— TASK INPUTS —

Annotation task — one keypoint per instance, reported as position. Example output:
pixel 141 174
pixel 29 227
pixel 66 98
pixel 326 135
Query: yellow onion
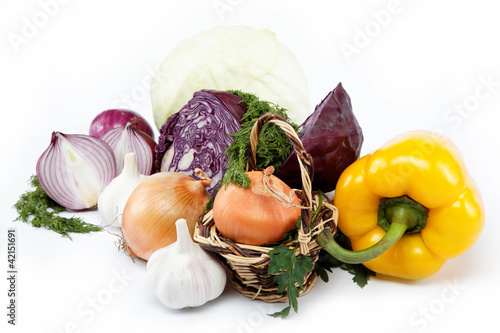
pixel 148 220
pixel 255 215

— WHAT THIS TASK INVOLVES —
Return the listing verbatim; pictures are not part of the copy.

— WRITTEN RESPONSE —
Annotation task — one keypoint per instance, reported as position. Example output:
pixel 141 174
pixel 29 227
pixel 66 98
pixel 326 135
Query: yellow onion
pixel 148 220
pixel 255 215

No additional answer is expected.